YOUR TASK ::
Copy out every entry below with "pin" changed to "marker" throughout and nothing else altered, omitting the pictures.

## Begin PROVIDED RECORDS

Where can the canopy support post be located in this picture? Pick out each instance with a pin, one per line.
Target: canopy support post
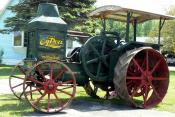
(161, 23)
(135, 29)
(129, 14)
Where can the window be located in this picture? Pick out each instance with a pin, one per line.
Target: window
(69, 44)
(18, 39)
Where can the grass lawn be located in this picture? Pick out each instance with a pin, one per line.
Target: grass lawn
(5, 71)
(12, 107)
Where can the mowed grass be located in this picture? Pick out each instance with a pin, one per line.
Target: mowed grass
(12, 107)
(168, 103)
(5, 71)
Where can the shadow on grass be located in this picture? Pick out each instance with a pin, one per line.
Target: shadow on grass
(80, 103)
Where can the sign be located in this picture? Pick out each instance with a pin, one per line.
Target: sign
(51, 42)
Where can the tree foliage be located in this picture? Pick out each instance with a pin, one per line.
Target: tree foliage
(168, 33)
(73, 12)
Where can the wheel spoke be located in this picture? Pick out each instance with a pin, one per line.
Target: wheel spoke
(104, 60)
(138, 66)
(145, 95)
(37, 89)
(154, 68)
(40, 72)
(95, 50)
(49, 104)
(22, 70)
(103, 46)
(60, 73)
(17, 85)
(147, 61)
(92, 61)
(133, 78)
(38, 99)
(17, 77)
(23, 92)
(51, 70)
(67, 87)
(31, 97)
(58, 100)
(36, 81)
(67, 82)
(135, 91)
(65, 92)
(155, 92)
(159, 78)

## End PROVIDED RECORDS

SOLUTION BELOW ::
Where can the canopy support post be located in this picture? Pick out each instance with a marker, one per line.
Target: canopy support post
(161, 23)
(135, 29)
(129, 14)
Where can the window be located in this picture? Pick out each instance with a marker, one per line.
Target: window
(69, 44)
(18, 39)
Where can the grass lawn be located in this picture? Pick out each instance with a marker, one per line.
Target: grass lawn
(5, 71)
(12, 107)
Where can the mowed grass be located in this picture? Pick out each instance with a marker, one per line.
Target: mowed grass
(12, 107)
(168, 103)
(5, 71)
Where can the shadow on grass be located in this picture? Pick out each instance with a marker, one per line.
Target: shadow on grass
(80, 103)
Where can the sign be located in this picture? Pick out each instance with a marker, one per line.
Target: sign
(51, 42)
Where can the tree foliage be located in this picture? Pick out each instance with a marker, one per line.
Target: tree foliage
(168, 33)
(73, 12)
Where can the wheel spoke be located in this picture? Pick out each instance with a marker, one per line.
Target: wheel spoke
(104, 60)
(138, 66)
(145, 95)
(37, 89)
(154, 68)
(40, 72)
(95, 50)
(49, 104)
(22, 70)
(103, 46)
(60, 73)
(17, 85)
(147, 61)
(92, 61)
(133, 78)
(38, 99)
(17, 77)
(23, 92)
(51, 70)
(67, 87)
(31, 97)
(58, 100)
(36, 81)
(67, 82)
(135, 91)
(65, 92)
(155, 92)
(159, 78)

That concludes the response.